[START OF Provided entries]

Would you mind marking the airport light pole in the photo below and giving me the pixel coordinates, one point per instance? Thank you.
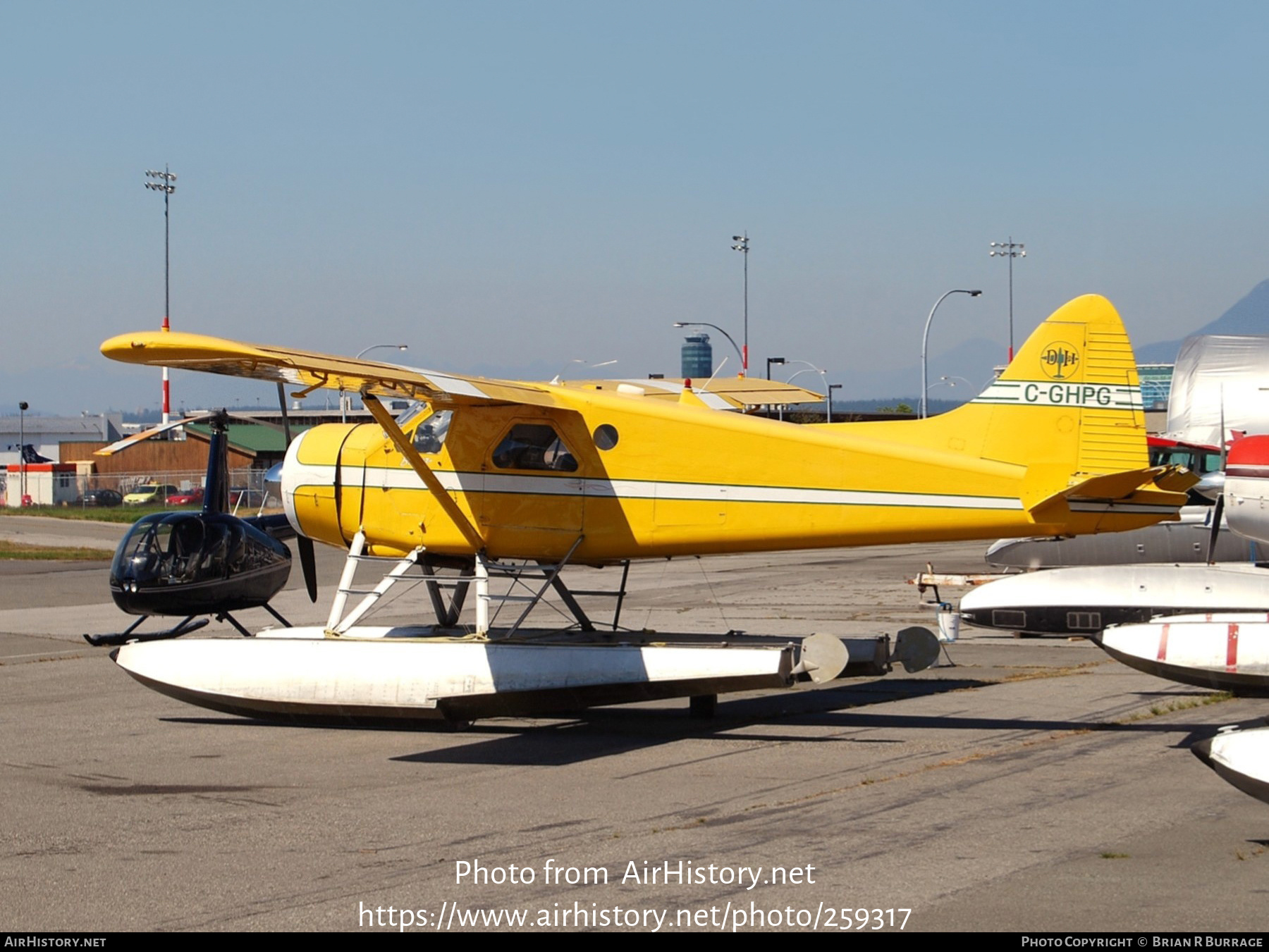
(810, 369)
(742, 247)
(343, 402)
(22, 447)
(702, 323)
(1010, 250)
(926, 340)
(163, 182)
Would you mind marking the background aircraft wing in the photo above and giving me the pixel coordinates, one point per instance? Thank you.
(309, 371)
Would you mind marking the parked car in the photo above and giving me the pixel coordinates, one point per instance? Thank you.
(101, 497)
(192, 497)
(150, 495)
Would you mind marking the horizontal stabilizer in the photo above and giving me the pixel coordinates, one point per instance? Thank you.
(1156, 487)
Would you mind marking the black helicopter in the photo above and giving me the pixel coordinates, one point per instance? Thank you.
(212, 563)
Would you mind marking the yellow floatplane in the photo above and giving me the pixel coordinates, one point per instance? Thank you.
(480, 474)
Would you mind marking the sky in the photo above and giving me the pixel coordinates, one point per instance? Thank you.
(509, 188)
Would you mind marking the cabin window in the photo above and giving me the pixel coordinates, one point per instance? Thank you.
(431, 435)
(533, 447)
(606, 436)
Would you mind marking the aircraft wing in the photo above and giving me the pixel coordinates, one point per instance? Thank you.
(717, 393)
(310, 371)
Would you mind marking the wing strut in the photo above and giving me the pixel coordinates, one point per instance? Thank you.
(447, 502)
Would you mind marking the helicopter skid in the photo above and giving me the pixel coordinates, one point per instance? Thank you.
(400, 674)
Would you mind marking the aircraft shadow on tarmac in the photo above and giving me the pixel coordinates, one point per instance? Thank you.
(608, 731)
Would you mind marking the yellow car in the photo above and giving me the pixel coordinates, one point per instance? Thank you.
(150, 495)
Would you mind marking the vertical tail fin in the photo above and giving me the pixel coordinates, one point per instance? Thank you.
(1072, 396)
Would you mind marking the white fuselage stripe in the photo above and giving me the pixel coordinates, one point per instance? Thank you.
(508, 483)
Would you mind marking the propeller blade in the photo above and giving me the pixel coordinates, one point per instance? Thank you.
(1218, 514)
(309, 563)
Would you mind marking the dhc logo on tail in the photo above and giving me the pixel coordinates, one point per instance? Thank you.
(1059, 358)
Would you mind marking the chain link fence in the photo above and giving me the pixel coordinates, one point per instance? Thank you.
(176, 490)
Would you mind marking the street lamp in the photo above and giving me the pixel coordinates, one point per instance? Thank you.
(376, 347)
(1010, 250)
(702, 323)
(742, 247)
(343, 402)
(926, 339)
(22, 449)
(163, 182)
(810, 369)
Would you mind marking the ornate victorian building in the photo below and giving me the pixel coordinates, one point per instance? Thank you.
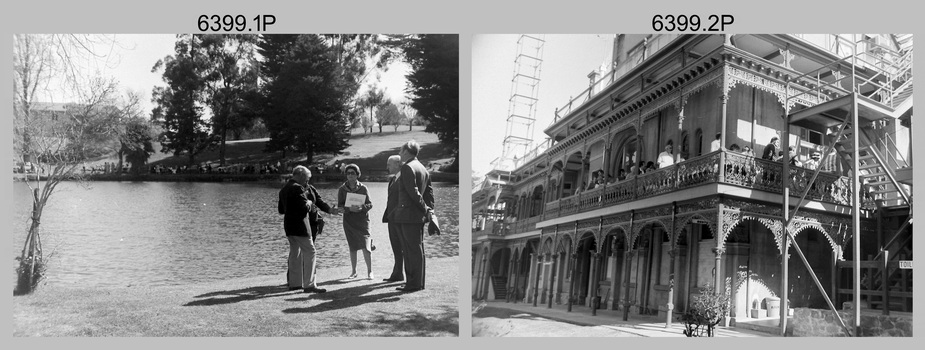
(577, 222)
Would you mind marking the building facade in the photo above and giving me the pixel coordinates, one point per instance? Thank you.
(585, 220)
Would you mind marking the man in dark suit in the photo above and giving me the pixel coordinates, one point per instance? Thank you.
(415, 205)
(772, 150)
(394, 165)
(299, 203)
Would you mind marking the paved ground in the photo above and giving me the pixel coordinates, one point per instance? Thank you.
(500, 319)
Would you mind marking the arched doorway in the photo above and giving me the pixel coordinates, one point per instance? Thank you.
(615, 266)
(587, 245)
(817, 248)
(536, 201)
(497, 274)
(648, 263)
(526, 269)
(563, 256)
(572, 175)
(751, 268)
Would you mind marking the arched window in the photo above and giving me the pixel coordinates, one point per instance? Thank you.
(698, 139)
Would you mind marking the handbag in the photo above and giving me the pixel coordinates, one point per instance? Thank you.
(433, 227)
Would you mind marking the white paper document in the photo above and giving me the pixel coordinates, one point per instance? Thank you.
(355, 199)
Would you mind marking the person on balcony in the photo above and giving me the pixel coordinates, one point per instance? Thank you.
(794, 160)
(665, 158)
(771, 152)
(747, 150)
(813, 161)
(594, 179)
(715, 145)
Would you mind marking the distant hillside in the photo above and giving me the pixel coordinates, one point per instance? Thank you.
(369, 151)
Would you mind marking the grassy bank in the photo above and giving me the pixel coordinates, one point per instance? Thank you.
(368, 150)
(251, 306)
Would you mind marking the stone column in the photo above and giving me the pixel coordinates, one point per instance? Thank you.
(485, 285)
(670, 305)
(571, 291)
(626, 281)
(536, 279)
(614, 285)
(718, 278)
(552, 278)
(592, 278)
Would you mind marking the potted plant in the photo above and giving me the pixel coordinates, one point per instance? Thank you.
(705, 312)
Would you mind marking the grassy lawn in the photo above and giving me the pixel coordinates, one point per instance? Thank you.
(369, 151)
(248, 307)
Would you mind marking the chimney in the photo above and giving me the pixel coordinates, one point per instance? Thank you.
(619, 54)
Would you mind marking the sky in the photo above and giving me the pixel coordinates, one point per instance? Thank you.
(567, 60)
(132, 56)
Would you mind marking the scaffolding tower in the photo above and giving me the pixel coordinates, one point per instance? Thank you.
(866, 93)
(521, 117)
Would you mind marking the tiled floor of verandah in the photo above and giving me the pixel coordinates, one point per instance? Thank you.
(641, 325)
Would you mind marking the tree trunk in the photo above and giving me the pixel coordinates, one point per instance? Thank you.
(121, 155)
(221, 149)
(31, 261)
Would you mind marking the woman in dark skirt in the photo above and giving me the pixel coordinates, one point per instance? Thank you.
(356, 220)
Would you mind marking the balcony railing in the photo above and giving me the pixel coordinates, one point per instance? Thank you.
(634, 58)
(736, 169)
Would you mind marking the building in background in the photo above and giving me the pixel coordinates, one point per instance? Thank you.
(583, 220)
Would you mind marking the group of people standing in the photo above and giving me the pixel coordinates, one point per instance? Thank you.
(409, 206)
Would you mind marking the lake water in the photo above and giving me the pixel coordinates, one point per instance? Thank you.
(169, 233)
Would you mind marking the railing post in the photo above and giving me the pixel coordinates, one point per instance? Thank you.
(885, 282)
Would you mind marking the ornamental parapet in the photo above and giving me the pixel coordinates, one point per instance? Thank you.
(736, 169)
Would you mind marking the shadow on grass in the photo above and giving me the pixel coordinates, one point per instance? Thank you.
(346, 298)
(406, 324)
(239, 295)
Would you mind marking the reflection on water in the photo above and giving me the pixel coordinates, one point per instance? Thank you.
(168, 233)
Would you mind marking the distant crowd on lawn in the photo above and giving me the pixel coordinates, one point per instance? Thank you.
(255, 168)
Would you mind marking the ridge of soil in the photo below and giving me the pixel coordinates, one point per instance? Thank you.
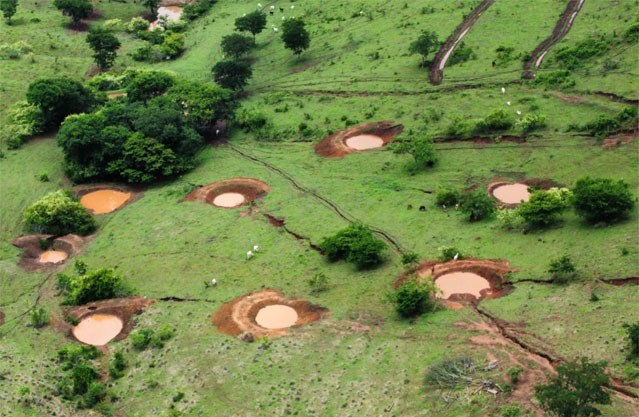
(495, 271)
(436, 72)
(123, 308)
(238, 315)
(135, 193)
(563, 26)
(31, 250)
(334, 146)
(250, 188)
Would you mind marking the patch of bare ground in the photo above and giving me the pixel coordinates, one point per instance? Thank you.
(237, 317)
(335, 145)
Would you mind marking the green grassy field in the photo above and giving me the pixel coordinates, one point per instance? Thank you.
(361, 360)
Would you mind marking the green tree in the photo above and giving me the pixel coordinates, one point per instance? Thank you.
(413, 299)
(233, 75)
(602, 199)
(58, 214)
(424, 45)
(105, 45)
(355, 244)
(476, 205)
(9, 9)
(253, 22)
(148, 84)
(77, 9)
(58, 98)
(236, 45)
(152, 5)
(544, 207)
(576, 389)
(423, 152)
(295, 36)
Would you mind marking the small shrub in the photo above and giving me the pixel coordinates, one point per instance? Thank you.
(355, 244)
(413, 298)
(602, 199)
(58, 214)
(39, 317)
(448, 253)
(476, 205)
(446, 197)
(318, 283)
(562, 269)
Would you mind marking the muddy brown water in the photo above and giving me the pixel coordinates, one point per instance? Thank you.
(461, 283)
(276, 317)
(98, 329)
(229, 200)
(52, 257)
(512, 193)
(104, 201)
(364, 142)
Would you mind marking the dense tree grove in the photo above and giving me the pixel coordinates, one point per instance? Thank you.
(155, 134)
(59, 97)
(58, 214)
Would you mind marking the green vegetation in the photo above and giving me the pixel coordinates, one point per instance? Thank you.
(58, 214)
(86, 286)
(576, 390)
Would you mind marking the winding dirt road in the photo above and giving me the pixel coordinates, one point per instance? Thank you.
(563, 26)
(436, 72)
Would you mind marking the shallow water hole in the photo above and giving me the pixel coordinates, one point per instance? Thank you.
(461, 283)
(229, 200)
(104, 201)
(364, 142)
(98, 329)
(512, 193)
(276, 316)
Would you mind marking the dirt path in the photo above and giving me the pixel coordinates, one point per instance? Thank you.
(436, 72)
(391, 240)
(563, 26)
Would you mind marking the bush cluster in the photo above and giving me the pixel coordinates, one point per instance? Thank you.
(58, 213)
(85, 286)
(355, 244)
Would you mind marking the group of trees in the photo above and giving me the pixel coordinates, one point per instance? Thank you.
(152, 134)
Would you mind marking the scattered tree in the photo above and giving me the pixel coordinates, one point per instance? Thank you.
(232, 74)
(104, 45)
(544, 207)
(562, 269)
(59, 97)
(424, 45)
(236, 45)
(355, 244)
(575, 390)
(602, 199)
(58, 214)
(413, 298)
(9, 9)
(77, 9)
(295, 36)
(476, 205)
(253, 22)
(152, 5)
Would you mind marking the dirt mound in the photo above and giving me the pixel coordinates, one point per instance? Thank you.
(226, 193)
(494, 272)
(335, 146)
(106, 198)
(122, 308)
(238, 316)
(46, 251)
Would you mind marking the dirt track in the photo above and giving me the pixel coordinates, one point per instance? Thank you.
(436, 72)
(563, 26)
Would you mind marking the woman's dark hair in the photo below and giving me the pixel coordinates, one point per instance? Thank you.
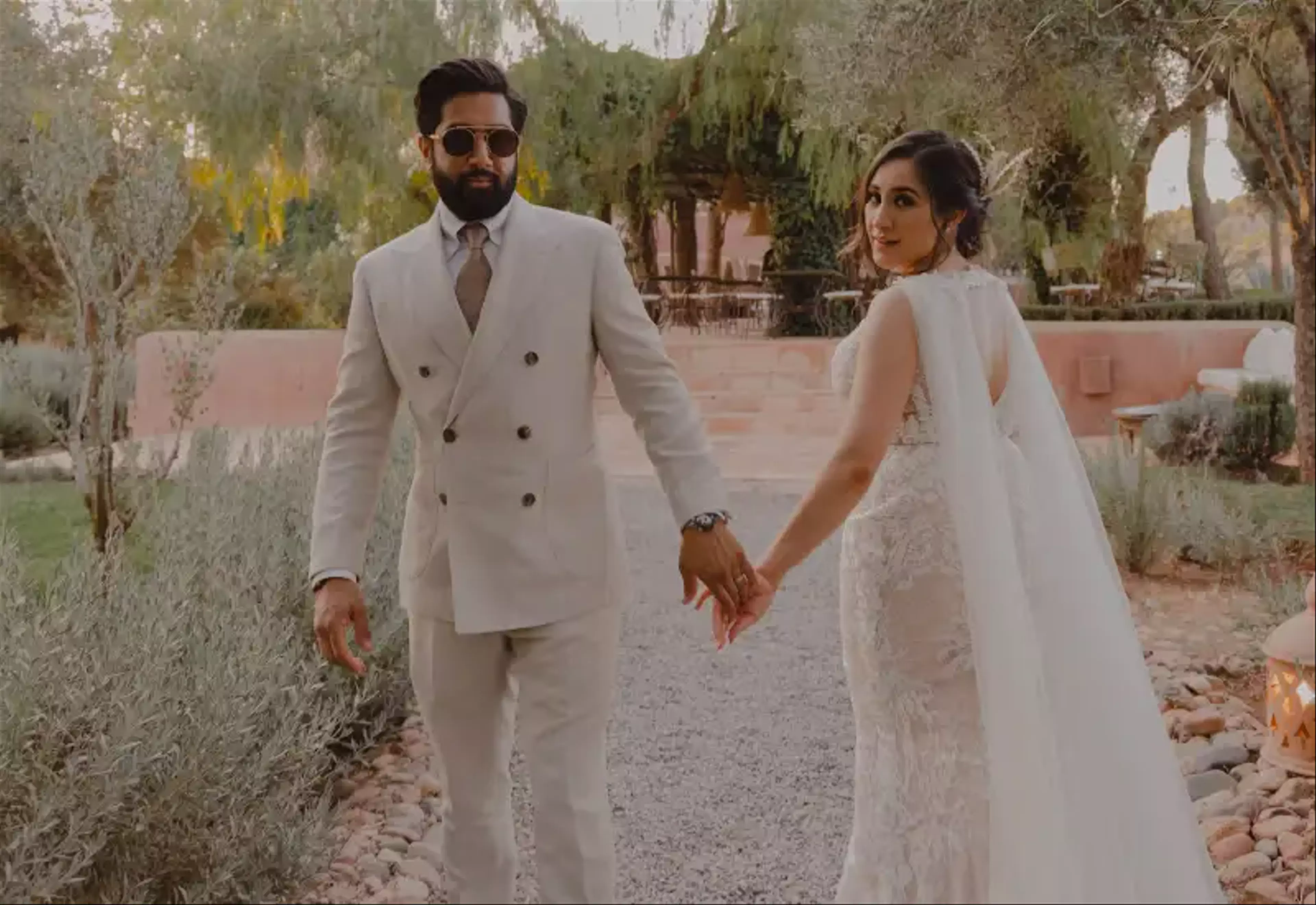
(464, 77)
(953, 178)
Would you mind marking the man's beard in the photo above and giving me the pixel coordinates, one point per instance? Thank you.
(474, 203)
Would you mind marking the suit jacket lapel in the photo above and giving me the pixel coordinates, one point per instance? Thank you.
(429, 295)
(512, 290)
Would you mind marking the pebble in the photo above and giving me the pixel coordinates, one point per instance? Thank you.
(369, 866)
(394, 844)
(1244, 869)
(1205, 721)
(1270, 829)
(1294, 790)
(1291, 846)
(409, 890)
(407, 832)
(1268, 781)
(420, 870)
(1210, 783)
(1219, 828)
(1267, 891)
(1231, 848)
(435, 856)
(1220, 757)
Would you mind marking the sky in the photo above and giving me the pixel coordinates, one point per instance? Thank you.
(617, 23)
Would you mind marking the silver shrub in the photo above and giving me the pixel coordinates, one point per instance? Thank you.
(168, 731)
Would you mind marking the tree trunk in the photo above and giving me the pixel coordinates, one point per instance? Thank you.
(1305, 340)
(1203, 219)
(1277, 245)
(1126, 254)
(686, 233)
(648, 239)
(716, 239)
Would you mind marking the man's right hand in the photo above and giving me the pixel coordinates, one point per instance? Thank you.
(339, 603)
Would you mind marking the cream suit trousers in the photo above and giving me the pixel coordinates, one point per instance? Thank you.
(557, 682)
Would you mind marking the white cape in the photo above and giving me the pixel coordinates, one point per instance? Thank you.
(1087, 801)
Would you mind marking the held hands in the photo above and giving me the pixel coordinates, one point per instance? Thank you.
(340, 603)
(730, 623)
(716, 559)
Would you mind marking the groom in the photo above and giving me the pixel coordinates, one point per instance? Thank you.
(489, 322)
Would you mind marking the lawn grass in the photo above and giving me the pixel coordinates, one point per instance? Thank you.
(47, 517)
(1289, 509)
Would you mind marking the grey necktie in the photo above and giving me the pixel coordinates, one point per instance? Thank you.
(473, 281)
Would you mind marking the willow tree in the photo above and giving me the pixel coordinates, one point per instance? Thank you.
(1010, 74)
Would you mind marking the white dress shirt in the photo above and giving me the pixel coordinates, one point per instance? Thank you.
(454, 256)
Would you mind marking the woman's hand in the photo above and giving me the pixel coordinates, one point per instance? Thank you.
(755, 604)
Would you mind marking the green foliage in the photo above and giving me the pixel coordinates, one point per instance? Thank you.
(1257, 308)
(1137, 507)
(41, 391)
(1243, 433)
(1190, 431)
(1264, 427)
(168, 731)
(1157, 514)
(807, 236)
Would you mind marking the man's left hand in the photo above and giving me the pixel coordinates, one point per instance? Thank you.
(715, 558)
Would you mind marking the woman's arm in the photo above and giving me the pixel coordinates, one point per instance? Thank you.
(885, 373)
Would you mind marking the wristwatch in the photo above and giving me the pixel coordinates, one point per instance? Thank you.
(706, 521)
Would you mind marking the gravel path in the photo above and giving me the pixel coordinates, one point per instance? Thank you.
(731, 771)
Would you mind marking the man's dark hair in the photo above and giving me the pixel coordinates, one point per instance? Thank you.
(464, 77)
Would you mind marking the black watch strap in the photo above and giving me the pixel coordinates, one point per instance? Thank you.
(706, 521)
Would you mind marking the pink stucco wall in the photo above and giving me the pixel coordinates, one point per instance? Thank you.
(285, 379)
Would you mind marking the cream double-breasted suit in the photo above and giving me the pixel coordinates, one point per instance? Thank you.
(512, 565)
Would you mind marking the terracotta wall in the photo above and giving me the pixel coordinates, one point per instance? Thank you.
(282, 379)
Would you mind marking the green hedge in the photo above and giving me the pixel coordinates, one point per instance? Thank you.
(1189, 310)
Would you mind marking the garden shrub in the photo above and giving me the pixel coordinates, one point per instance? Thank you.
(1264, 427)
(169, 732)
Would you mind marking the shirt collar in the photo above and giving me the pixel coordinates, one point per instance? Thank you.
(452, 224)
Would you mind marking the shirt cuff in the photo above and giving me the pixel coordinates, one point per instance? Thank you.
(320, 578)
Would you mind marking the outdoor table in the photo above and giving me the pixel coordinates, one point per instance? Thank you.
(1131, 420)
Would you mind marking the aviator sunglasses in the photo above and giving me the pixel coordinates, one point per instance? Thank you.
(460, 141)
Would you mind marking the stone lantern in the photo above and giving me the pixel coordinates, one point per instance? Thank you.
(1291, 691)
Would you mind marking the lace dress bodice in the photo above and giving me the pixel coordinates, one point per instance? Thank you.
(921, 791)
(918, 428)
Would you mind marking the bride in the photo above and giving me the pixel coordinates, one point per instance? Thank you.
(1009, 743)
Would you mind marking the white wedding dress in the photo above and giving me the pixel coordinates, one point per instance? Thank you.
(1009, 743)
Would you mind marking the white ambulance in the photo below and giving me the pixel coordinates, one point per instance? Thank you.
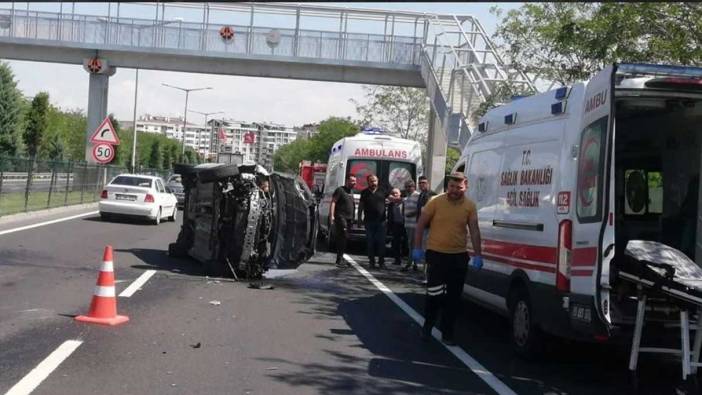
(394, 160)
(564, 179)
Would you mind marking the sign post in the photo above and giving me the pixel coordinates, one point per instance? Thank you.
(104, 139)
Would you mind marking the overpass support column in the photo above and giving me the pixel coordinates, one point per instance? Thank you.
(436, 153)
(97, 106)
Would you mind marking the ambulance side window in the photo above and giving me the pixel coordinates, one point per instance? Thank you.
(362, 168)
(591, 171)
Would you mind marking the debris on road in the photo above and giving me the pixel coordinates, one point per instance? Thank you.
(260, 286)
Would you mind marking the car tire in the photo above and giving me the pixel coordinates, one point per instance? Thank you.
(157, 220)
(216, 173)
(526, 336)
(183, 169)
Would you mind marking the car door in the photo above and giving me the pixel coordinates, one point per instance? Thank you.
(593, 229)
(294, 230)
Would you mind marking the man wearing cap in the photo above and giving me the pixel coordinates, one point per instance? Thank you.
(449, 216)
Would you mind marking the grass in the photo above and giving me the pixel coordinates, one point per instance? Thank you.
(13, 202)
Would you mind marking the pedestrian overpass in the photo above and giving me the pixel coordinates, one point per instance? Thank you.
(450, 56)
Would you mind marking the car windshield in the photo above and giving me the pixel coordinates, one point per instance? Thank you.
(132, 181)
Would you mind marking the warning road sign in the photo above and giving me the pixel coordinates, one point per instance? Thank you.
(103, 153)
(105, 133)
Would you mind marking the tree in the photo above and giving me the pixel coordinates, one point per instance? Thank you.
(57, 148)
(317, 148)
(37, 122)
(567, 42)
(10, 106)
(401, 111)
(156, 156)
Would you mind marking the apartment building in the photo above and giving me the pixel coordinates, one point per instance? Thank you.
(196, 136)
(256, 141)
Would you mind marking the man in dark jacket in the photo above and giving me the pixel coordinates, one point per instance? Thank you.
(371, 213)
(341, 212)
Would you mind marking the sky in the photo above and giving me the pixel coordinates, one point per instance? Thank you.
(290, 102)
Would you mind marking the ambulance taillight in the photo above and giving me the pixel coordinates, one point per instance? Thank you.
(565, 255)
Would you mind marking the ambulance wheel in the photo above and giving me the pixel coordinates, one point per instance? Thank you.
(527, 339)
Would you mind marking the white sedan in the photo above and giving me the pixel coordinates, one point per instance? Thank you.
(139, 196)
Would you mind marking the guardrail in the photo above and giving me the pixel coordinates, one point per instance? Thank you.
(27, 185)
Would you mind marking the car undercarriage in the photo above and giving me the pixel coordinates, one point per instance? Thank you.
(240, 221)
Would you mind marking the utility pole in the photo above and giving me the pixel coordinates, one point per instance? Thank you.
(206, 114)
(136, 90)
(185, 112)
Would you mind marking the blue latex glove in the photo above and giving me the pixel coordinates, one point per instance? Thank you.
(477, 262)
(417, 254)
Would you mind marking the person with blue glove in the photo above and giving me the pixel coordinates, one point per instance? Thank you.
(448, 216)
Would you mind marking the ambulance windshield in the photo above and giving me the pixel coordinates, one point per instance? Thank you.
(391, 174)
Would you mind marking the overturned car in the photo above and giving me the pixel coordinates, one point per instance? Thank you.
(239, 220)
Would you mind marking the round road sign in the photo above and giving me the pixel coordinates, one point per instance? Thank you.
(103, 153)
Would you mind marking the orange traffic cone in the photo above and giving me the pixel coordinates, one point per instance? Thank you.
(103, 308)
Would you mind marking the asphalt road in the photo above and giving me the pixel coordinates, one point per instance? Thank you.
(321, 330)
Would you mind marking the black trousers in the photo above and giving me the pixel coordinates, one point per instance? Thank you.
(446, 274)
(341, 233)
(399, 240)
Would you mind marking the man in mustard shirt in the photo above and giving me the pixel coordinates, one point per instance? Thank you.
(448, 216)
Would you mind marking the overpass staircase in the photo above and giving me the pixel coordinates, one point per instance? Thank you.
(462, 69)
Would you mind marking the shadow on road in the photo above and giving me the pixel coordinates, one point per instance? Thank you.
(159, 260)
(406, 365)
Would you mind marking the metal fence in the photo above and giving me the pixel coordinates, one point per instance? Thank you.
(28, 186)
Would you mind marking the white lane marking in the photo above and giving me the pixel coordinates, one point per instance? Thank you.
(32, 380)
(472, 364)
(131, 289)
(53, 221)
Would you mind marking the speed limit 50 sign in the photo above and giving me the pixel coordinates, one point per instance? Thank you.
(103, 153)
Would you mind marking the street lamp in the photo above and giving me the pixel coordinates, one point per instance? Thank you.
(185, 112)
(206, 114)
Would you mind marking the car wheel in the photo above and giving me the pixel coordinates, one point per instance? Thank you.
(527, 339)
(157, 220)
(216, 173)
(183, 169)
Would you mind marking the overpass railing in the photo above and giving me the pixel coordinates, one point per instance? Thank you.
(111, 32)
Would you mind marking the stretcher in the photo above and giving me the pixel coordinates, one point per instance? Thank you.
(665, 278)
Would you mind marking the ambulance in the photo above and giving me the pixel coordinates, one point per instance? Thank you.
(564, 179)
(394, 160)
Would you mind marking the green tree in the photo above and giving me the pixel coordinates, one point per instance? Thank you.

[END OF Provided entries]

▶ **Prompt**:
Your task is to output exactly the lines running from the one with "Would you mind marking the car wheel" through the final line of the material above, with both ends included.

▶ **Problem solution**:
Would you mind marking the car wheel in the photo above and giving me the pixel coordinates, one point per instance? Thank you.
(527, 339)
(157, 220)
(216, 173)
(183, 169)
Would you mind marking the overpass railing in the photo above and giving me the pixel coordinates, one point per instance? Thank you.
(111, 32)
Would you mind marking the stretcher in the photo above and giving me the pixel coordinates, one point per instance? Thank you.
(665, 278)
Would you mind marking the ambulance in the photo above and giving me the pixel coordinates, one point per instance? Thank you.
(564, 179)
(394, 160)
Would you mind marking the green tree in the photo above and giving me the pixel coordinates, one point per instance? Thank you.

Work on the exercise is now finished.